GESCHICHTE



- SCHWEIZER FIEDELMUSIK -

Eine verschollene Tradition wiederentdeckt


Die Schweizer Volksmusik ist in den letzten Jahren in Bewegung geraten. Dazu viel beigetragen hat die Wiederentdeckung unserer Volksmusik des 19. Jahrhunderts. Bis vor kurzem setzte man Schweizer Volksmusik mehr oder weniger mit der sogenanten «Ländlermusik» gleich, und man war sich kaum bewusst, dass diese nur einen von vielen Aspekten unserer traditionellen Musik darstellt. Die Ländlermusik entwickelte sich als Stil anfangs 20. Jahrhundert und ist demnach relativ jung. Was vorher bei uns gespielt wurde, blieb lange im Dunkeln.

Völlig verändert hat dieses Bewusstsein für unsere Musiktradition die Veröffentlichung der Hanny Christen-Sammlung. Hanny Christen, die in der Mitte des letzten Jahrhunderts über 12‘000 Melodien handschriftlich zusammentrug und dazu unzählige Schriften zu allen Bereichen der Volkskultur und viele Stunden Feldaufnahmen hinterliess, hat dadurch einen unschätzbaren Fundus bewahrt; einen kulturellen Schatz, der beinahe in Vergessenheit geriet, nun jedoch zum Grundlagenwerk der Schweizer Volksmusik geworden ist.


Seit der Herausgabe der Notensammlung im Frühling 2002 ist das Interesse für die alte Schweizer Volksmusik geweckt. Und im Zuge dieses Interesses kommen immer mehr alte Manuskripte zum Vorschein, wie beispielsweise die Sammlung «Altfrentch» mit Appenzeller Musik aus dem 18. Jahrhundert, die Sammlung von Peter Davoli aus Samedan (1895) oder das Notenbuch des Innerschweizers Anton Stadelmann von 1824 (nähere Angaben s. unten).

□ □ □ □

> **SCHRIFTLICHE AUFGABE 1**:
Wie viele Melodien trug Hanny Christen laut dem Text über die Schweizer Fiedelmusik handschriftlich zusammen?
> **SCHRIFTLICHE AUFGABE 2**:
Gib aus dem Text über die Schweizer Fiedelmusik den Abschnitt zwischen „Seit der Herausgabe“ und „Angaben s. unten).“ wortgetreu wieder, beide Stellen eingeschlossen.
> **SCHRIFTLICHE AUFGABE 3**:
Führe den Text über die Schweizer Fiedelmusik ab der Stelle fort, an der er endet.

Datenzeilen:
□ □ □ □

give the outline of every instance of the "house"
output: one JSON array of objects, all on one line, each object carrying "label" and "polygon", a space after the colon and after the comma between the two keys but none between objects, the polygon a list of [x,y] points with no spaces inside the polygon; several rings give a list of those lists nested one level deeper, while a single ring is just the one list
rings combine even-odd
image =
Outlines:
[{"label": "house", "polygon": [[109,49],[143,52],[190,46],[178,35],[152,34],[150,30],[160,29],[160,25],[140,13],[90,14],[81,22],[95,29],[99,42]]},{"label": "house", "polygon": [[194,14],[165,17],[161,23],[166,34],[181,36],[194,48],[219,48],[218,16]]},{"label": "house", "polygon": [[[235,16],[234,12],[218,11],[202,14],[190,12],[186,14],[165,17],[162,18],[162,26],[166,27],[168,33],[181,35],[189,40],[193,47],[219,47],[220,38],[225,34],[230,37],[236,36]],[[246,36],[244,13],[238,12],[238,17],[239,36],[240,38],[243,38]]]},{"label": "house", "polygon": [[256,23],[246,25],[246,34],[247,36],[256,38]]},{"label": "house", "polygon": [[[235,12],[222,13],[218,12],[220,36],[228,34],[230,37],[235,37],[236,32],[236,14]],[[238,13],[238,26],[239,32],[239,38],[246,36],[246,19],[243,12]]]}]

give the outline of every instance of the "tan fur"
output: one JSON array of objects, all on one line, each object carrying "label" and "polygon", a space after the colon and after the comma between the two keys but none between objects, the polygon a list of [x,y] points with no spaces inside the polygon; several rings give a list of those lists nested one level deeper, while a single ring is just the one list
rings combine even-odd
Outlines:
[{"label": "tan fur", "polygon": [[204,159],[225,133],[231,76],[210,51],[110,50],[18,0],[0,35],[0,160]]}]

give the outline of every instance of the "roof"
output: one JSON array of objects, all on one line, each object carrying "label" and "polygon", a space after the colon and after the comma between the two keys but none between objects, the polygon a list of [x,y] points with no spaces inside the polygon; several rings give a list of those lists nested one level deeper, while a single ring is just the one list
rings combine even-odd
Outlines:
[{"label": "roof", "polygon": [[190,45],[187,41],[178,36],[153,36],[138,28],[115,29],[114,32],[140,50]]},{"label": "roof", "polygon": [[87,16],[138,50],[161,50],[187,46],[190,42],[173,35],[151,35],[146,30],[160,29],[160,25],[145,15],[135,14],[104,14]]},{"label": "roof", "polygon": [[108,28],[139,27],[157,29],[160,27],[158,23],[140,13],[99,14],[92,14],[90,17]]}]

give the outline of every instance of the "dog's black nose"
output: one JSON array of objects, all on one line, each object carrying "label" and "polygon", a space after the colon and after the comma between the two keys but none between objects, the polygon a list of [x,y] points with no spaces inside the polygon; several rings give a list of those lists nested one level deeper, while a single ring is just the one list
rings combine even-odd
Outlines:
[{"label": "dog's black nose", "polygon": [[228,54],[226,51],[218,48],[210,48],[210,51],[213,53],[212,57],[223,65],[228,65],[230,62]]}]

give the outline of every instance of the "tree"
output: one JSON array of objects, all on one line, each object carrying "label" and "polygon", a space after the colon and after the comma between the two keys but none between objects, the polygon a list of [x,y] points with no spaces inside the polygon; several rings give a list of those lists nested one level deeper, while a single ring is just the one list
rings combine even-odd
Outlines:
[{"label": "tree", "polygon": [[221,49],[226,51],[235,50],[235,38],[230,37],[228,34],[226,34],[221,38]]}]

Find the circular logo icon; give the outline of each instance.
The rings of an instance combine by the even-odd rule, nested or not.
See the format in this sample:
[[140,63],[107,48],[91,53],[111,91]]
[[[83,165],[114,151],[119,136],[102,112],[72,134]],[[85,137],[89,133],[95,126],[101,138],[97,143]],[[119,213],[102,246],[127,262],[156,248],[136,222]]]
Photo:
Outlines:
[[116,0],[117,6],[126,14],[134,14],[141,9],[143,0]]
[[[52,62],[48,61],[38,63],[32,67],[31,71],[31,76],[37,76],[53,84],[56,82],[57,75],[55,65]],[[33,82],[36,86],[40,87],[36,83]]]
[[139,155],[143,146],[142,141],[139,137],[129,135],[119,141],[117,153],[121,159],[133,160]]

□ □ □ □

> **ANTWORT ZUR ÜBUNG 1**:
Über 12‘000 Melodien.

> **ANTWORT ZUR ÜBUNG 2**:
Seit der Herausgabe der Notensammlung im Frühling 2002 ist das Interesse für die alte Schweizer Volksmusik geweckt. Und im Zuge dieses Interesses kommen immer mehr alte Manuskripte zum Vorschein, wie beispielsweise die Sammlung «Altfrentch» mit Appenzeller Musik aus dem 18. Jahrhundert, die Sammlung von Peter Davoli aus Samedan (1895) oder das Notenbuch des Innerschweizers Anton Stadelmann von 1824 (nähere Angaben s. unten).

> **ANTWORT ZUR ÜBUNG 3**:
Trotz dem frischen Wind und der veränderten Wahrnehmung unserer traditionellen Musik stehen wir in der Schweiz erst am Anfang einer Entwicklung, die in anderen Ländern bereits in den 70er-Jahren eingesetzt hat. «Back to the roots» war das Motto der Folk-Bewegung damals, und viele Länder haben ihre ursprüngliche Volksmusik entdeckt und wieder zum Leben erweckt. Die damalige Folkbewegung der Schweiz interessierte sich für fast alles, nur nicht für die eigene Tradition – abgesehen von wenigen Ausnahmen.

Ein vergessener Aspekt unserer Volksmusik des 19. Jahrhunderts ist beispielsweise die Verwendung der Geige. Auf den 250 Fotos von Tanzmusikformationen, die Hanny Christen gesammelt hat, sieht man, wie gross die Verbreitung der Geige als Tanzmusikinstrument einmal war. Im Safiental gab es sogar eine Geigenschule mit richtigen Grossformationen, die an die Fiedlergruppen in Skandinavien erinnern. Viele der Instrumente wurden im Winter von den Bauern selbst angefertigt. Zu den Geigen gesellte sich als Begleitinstrument ein selbstgebautes Bassett (etwas zwischen Violoncello und Kontrabass).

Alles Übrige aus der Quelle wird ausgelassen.